Na última quarta-feira, o caçula completou sete meses. É um menino grande. Dez quilos. A pediatra já avisou que é preciso mudar a alimentação, exclusivamente à base de mingau. “Ela acha que Davi já está chegando na obesidade”, preocupa-se. O bebê nasceu prematuro. De oito meses. “Seu filho tem microcefalia”, contaram os médicos na maternidade. Milene está descobrindo, um dia após outro, o tamanho dessa frase. Sabe que haverá limitações. Não sabe exatamente quais. Mas viu-se, para sua surpresa, tomada por uma força que desconhecia ter. “Não sei se eu teria a coragem dela. Davi deixou minha filha muito forte”, reconhece a mãe de Milene, Maria Elizabete. Ouvir a jovem falar do filho é esclarecedor. “Seu sentimento maior hoje é de que?” “De amor. Essa criatura já acorda sorrindo. Do jeito dele, me agarra, me beija. A senhora precisa ver. É uma bênção em minha vida.” Entre tantas angústias e incertezas, é de amor que Milene prefere falar.

Informações extraídas>
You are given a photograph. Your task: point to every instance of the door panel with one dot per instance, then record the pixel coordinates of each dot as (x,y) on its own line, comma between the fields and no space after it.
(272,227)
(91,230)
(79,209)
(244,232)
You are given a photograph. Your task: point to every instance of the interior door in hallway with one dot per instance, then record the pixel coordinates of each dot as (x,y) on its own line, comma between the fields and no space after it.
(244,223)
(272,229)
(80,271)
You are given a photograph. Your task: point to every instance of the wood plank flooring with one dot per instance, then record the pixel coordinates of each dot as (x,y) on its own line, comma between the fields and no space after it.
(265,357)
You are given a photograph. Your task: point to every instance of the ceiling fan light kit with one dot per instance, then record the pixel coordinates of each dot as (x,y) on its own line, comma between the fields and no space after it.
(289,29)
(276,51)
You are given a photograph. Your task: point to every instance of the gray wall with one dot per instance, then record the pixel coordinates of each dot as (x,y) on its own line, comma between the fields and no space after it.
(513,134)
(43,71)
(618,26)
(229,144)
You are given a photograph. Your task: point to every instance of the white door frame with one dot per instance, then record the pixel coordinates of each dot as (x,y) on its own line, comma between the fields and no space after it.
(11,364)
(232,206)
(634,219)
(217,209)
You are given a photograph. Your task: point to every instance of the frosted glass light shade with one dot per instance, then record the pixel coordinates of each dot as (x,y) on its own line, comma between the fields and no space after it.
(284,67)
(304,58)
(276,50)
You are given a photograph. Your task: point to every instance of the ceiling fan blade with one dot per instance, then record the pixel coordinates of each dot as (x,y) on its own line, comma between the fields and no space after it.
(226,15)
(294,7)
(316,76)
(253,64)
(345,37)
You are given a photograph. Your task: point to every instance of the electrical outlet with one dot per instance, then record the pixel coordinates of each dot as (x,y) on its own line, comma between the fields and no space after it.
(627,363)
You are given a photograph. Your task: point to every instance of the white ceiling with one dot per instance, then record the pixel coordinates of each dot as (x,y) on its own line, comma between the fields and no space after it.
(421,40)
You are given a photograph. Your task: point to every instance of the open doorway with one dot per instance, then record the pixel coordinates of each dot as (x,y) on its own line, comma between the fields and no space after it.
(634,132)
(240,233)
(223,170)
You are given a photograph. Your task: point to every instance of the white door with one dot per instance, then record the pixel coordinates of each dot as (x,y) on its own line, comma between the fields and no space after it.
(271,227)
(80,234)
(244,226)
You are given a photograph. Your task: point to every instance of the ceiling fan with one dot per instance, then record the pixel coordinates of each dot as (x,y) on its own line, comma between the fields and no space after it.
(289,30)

O que fazer> Dê prosseguimento, por favor, ao relato sobre Milene e o filho Davi a partir da última frase.

Resultado da tarefa>
Foi para a casa da mãe, em um dos morros do bairro de Nova Descoberta, na Zona Norte do Recife, que ela se mudou, no final do ano passado, carregando os três filhos. Tinha, de novo, se separado do marido. Havia, de novo, apanhado dele. A agressão, na véspera de Natal, aconteceu, como sempre, sob os olhos das crianças. “Ele me deu um tapa na cara e rasgou minha roupa. Saí do jeito que estava, levando os meninos. Prometi a mim mesmo que seria a última vez.” Já havia feito essa promessa antes, mas, nem ela sabe direito porque, sempre voltava. “Ele já chegou a pegar um facão e encostar no meu pescoço, dizendo que ia me matar.” A primeira vez que apanhou estava de resguardo do filho mais velho, Miguel. A criança, de tanto ver o pai bater na mãe, começou a ficar agressiva. Chegou a dizer, já agora, morando na casa da avó, que homem tem que bater em mulher. Milene quer levá-lo ao psicólogo. Só não sabe como e quando.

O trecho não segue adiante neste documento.